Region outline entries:
┄┄┄┄┄┄┄┄┄┄┄┄┄┄┄┄┄┄┄┄

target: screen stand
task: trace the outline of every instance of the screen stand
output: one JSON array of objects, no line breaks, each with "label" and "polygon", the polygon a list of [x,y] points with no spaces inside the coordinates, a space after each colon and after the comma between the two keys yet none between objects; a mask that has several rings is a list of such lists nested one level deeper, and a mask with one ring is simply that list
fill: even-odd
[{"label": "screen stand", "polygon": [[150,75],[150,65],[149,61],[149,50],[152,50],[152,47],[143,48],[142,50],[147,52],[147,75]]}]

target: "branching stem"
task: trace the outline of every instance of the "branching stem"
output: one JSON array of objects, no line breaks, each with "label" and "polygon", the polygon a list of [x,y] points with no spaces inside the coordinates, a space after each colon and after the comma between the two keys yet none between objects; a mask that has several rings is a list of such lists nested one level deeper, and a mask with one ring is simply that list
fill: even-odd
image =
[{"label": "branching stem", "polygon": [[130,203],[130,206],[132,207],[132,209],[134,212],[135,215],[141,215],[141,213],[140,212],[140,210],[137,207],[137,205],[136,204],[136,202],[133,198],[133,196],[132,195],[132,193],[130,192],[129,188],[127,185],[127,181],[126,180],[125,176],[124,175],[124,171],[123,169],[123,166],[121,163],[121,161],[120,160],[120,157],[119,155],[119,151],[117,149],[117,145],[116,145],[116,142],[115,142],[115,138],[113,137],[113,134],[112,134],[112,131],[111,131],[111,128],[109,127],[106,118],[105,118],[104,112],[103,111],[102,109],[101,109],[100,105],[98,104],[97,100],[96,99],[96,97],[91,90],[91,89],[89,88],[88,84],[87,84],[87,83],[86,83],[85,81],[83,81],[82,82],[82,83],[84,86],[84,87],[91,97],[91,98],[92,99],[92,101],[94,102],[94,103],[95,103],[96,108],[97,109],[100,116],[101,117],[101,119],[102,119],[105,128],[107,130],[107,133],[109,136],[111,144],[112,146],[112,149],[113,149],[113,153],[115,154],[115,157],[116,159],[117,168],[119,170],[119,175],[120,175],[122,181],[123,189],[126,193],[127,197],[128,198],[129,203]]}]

┄┄┄┄┄┄┄┄┄┄┄┄┄┄┄┄┄┄┄┄

*Brief*. Retype the material above, line by line, exactly.

*Expected answer*.
target: screen stand
task: trace the outline of every instance of the screen stand
output: one JSON array of objects, no line breaks, each with "label" and "polygon", the polygon a list of [x,y] points with no spaces inside the coordinates, a space after each colon and after the comma between the two keys yet none between objects; a mask that has several rings is a list of such lists nested one level deeper, and a mask with one ring is simply that list
fill: even-odd
[{"label": "screen stand", "polygon": [[150,75],[150,65],[149,61],[149,50],[152,50],[152,47],[143,48],[142,50],[147,52],[147,75]]}]

target: "branching stem"
task: trace the outline of every instance of the "branching stem"
output: one JSON array of objects, no line breaks, each with "label" and "polygon", the polygon a list of [x,y] points with no spaces inside the coordinates, a space after each colon and after the comma between the two keys yet none between objects; a mask that has several rings is a list of such lists nested one level deeper, and a mask with one ring is simply that list
fill: even-odd
image =
[{"label": "branching stem", "polygon": [[130,203],[130,206],[132,207],[132,209],[134,212],[135,215],[141,215],[141,213],[140,212],[140,210],[137,207],[137,205],[136,204],[136,202],[133,198],[133,196],[132,195],[132,193],[130,192],[129,188],[127,185],[127,181],[126,180],[125,176],[124,175],[124,171],[123,169],[123,166],[121,163],[121,161],[120,160],[120,157],[119,155],[119,151],[117,149],[117,145],[116,145],[116,142],[115,142],[115,138],[113,137],[113,134],[112,134],[112,131],[111,131],[111,128],[109,127],[106,118],[105,118],[104,112],[103,111],[102,109],[101,109],[100,105],[98,104],[97,100],[96,99],[96,97],[91,90],[91,89],[89,88],[88,84],[87,84],[87,83],[86,83],[85,81],[83,81],[82,82],[82,83],[84,86],[84,87],[91,97],[91,98],[92,99],[92,101],[94,102],[94,103],[95,103],[96,108],[97,109],[100,116],[101,117],[101,119],[102,119],[105,128],[107,130],[107,133],[109,136],[111,144],[112,146],[112,149],[113,149],[113,153],[115,154],[115,157],[116,159],[117,168],[119,170],[119,175],[120,175],[122,181],[123,189],[126,193],[127,197],[128,198],[129,203]]}]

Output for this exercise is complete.